## Work to complete
Reproduce each of the entries below verbatim, line for line, but omit the pictures.
============
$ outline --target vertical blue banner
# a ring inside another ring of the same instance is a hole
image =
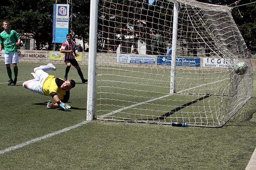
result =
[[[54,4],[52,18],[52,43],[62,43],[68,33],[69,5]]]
============
## Complete output
$ outline --target vertical blue banner
# a ring inside another ring of the same instance is a hole
image =
result =
[[[54,4],[52,18],[52,43],[62,43],[68,33],[69,5]]]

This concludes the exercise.